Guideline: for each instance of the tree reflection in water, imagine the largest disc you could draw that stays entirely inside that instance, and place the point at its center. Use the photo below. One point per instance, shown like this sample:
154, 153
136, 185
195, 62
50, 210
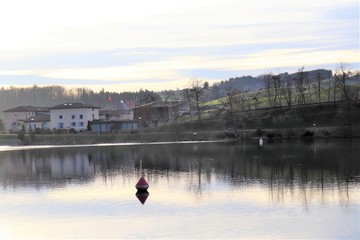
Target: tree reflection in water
288, 169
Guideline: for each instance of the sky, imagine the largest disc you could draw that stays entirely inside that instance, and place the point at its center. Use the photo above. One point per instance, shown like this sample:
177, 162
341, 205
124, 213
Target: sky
158, 45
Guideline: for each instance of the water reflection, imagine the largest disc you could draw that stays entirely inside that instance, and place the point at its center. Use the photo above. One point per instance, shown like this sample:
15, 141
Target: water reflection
295, 169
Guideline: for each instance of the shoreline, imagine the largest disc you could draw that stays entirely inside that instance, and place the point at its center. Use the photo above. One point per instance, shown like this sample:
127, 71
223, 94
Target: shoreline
178, 137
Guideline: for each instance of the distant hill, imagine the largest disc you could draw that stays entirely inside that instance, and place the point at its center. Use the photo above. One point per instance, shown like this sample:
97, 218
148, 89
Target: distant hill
249, 83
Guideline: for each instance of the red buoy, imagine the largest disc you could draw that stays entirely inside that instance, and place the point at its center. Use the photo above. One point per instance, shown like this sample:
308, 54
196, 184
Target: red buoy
142, 196
142, 184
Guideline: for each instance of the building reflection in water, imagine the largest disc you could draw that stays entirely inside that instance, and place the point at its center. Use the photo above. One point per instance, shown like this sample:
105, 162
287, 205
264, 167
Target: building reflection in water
286, 169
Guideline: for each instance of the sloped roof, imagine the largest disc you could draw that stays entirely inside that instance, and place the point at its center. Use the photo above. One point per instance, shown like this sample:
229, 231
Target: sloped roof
73, 105
39, 118
28, 109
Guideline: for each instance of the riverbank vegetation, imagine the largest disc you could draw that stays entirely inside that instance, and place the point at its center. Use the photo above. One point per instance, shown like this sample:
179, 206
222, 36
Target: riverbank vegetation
300, 105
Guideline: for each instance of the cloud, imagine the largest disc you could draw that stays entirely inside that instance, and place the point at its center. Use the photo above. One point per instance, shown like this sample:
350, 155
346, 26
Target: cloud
138, 41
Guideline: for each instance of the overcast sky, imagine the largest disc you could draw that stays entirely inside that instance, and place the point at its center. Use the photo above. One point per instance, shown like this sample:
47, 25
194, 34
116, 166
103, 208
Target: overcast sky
161, 44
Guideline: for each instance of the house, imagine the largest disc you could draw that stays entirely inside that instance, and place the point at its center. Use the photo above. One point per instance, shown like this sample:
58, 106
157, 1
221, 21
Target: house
39, 121
72, 116
124, 126
14, 118
158, 114
116, 115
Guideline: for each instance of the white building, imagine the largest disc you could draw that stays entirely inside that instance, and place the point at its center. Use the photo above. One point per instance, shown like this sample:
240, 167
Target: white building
72, 116
14, 118
40, 121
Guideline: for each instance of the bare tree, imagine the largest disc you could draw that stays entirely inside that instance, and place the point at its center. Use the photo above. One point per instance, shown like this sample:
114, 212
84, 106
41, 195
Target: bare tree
276, 82
300, 85
229, 102
268, 86
287, 86
318, 86
196, 92
342, 75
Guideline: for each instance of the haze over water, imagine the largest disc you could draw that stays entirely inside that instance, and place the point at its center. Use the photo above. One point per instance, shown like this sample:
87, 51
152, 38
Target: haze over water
287, 189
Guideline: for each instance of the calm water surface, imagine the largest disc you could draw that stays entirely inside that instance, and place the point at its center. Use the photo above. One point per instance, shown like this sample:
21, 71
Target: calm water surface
289, 189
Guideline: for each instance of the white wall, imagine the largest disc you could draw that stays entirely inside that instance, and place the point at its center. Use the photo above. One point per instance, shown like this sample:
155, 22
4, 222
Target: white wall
11, 117
68, 121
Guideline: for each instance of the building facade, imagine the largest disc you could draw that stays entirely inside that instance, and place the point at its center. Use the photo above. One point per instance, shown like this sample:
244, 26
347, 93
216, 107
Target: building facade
72, 116
158, 114
14, 118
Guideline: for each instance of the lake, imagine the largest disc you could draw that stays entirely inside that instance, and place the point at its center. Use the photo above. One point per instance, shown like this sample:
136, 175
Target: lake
283, 190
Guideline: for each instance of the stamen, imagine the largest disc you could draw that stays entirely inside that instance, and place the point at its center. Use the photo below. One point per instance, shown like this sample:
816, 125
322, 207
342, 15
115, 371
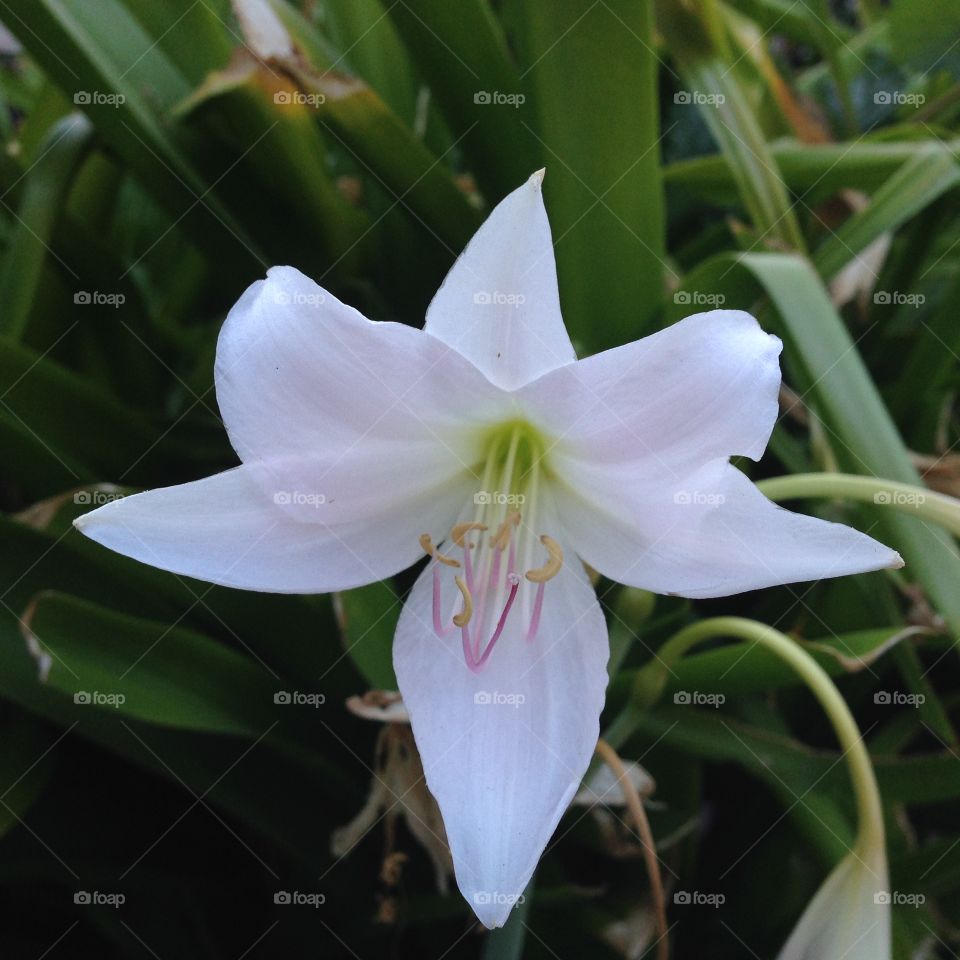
---
* WHAT IS BEING ASKED
Tell me how many lines in the entries contain the string "below", and give nothing besides that number.

* SOLUTION TO THIS EXERCISE
2